* _Items listed in a dataset_
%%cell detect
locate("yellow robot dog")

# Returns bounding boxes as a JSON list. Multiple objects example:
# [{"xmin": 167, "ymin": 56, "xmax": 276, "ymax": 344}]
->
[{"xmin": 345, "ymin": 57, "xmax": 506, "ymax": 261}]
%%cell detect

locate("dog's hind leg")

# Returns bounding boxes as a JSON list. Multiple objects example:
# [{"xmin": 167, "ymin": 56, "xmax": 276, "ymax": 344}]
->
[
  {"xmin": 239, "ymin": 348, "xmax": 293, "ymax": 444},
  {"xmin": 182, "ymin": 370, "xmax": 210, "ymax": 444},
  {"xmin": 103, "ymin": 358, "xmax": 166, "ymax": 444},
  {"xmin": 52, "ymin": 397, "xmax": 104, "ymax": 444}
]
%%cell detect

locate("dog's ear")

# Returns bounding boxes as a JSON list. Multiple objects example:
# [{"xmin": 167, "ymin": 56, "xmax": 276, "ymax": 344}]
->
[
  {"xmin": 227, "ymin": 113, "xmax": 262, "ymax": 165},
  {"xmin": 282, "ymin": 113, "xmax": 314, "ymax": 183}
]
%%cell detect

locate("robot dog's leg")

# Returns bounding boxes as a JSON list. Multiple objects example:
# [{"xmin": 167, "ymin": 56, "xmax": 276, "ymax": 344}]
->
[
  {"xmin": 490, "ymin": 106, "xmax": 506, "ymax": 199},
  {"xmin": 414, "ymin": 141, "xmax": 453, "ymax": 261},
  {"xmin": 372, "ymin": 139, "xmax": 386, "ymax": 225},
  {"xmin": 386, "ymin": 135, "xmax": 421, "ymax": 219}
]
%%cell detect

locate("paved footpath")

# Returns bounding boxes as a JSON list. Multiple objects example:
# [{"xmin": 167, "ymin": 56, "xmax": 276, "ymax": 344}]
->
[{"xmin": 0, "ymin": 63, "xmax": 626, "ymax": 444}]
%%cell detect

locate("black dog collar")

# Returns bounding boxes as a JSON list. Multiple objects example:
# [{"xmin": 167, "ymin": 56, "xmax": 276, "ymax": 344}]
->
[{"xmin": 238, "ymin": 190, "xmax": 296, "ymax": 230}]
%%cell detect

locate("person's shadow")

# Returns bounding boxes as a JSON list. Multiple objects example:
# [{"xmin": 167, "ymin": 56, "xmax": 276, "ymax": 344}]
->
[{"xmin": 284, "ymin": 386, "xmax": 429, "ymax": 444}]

* _PROBLEM DESCRIPTION_
Tally the lines of the records that contain the string "locate" and give only that number.

* _RESULT_
7